_Given exercise_
Find the line that contains "Could you please tag every instance of the woman holding". Output it and every line after it to the end of the records, exactly as they appear.

-- begin Input --

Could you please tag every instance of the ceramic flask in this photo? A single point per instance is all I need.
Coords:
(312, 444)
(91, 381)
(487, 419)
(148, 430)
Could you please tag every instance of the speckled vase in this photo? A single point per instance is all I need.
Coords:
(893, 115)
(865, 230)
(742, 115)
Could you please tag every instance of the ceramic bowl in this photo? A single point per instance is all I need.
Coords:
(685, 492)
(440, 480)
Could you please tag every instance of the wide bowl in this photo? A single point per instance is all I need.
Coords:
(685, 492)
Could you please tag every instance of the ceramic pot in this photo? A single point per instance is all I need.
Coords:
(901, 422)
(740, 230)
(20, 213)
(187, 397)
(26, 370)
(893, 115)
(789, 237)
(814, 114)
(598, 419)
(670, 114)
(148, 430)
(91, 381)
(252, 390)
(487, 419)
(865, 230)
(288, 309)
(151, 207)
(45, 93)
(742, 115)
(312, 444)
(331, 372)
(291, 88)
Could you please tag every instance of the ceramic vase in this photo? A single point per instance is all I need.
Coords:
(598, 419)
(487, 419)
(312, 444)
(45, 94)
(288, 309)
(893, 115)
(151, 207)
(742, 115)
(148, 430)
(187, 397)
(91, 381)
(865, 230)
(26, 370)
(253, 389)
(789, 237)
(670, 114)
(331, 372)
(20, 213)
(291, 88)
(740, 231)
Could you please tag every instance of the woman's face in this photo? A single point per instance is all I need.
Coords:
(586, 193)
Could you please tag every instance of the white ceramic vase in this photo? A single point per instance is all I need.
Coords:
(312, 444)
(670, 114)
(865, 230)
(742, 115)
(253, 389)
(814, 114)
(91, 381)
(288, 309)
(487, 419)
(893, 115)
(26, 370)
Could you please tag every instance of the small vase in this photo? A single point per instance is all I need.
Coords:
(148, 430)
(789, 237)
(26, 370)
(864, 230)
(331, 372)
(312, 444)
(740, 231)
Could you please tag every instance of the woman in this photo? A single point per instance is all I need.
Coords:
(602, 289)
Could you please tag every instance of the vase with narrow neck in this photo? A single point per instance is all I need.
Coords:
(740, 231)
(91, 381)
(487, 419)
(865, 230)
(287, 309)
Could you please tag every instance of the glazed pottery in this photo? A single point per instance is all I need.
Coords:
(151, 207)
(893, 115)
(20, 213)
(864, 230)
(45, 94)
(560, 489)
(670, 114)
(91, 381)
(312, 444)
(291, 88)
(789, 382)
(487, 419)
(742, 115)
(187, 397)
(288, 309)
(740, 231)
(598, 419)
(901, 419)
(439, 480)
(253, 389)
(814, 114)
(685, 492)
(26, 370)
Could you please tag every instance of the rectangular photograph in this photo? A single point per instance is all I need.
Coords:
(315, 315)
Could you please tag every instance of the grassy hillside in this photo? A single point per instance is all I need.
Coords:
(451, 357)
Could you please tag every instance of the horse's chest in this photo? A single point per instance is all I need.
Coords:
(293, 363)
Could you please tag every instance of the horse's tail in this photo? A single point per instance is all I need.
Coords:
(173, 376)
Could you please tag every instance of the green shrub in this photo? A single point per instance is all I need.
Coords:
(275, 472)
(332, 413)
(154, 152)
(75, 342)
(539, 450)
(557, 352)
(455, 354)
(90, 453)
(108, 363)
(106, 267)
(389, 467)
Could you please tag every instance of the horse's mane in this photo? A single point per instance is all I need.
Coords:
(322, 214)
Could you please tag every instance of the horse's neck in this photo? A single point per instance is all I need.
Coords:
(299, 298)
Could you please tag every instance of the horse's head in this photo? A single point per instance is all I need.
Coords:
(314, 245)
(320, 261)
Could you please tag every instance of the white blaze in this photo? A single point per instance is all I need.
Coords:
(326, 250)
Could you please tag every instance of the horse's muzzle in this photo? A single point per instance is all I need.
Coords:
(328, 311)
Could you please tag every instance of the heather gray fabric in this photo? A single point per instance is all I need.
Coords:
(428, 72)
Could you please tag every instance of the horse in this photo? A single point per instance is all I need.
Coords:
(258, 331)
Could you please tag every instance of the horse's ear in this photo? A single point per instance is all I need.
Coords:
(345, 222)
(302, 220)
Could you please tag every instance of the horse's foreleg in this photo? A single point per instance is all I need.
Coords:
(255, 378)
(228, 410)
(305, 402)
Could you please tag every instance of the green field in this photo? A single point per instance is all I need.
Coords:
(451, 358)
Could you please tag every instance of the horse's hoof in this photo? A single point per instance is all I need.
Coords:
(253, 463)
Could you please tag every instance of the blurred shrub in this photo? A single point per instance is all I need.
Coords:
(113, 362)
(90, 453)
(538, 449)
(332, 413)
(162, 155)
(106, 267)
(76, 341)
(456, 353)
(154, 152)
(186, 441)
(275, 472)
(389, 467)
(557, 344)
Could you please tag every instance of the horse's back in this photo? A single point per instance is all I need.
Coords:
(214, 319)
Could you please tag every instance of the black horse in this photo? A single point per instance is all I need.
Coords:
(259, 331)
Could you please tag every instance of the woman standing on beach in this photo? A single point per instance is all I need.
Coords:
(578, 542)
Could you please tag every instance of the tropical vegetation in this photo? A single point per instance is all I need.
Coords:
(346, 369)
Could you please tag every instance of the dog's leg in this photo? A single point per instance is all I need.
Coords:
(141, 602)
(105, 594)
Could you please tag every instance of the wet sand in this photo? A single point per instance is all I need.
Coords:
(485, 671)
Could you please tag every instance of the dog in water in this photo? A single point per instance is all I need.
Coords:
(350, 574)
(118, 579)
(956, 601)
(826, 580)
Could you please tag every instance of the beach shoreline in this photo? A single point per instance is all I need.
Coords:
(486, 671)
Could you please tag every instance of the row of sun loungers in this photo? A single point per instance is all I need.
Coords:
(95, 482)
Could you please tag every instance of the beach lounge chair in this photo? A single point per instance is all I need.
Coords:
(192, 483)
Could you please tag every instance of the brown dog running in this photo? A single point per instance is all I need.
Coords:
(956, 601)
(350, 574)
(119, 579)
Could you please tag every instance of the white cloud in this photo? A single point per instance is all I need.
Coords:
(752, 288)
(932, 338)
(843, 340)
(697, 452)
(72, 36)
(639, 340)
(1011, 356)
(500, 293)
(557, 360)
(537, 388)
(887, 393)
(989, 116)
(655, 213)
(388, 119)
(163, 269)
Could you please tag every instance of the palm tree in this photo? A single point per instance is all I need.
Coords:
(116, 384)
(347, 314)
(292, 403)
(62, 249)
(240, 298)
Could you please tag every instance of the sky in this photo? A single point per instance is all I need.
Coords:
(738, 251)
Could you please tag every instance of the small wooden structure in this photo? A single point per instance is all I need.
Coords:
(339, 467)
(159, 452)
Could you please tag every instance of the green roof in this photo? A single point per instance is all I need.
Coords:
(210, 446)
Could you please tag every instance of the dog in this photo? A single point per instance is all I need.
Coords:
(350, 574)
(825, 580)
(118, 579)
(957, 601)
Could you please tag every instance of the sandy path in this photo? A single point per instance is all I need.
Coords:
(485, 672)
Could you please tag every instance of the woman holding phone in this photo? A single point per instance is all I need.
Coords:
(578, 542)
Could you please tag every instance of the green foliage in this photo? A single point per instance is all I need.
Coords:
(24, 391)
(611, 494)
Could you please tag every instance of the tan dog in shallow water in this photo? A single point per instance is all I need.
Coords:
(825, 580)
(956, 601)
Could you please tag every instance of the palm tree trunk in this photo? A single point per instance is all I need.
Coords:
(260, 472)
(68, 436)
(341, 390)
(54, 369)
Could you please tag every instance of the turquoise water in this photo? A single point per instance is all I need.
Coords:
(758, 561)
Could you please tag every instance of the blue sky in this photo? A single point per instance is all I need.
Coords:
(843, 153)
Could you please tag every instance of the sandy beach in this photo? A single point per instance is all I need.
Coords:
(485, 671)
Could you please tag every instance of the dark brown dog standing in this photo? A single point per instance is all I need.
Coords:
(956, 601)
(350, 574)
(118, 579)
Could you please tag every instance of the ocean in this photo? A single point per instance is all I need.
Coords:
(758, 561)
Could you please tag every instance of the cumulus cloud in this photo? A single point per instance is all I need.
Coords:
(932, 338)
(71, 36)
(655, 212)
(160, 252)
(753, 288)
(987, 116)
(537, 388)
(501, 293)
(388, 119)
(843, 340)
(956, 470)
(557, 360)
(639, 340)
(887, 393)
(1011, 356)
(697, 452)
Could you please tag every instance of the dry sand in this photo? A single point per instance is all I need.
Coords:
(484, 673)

-- end Input --

_Written answer_
Could you please tag every instance of the woman holding phone in this photo? A single point per instance is all I need.
Coords:
(578, 542)
Could you please tag every instance of the green foliage in this photo? A single point per instance is all I need.
Coords:
(24, 391)
(611, 494)
Could you please tag every instance of the tan dog in shallow water in this photo? A single point per instance is all I need.
Coords:
(825, 580)
(956, 601)
Could you please tag every instance of the palm tree trunk in this photo? A single point per instance is all I need.
Coords:
(260, 472)
(68, 436)
(341, 390)
(54, 369)
Could you please tag every instance of the turquoise water in this photo? A single point per instance is all I need.
Coords:
(758, 561)
Could you please tag every instance of the blue sky in this photo? A single point per instance is all I need.
Coords:
(843, 153)
Could you please tag every instance of the sandy beach in this photo? A single point per instance is all I need.
Coords:
(485, 671)
Could you please tag every instance of the dark brown dog standing in this photo? A single point per instance is all I need.
Coords:
(956, 601)
(350, 574)
(118, 579)
Could you please tag every instance of the ocean in this photo? A single point per instance is all I need.
Coords:
(758, 561)
Could you please tag every instance of the cumulus cloud in this photo? A single point per instance is all I need.
Coords:
(932, 338)
(71, 36)
(655, 212)
(160, 252)
(753, 288)
(987, 116)
(537, 388)
(501, 293)
(388, 119)
(843, 340)
(956, 470)
(557, 360)
(639, 340)
(887, 393)
(1011, 356)
(697, 452)
Could you please tag every instance of the dry sand in this photo? A single point per instance is all I need.
Coords:
(484, 673)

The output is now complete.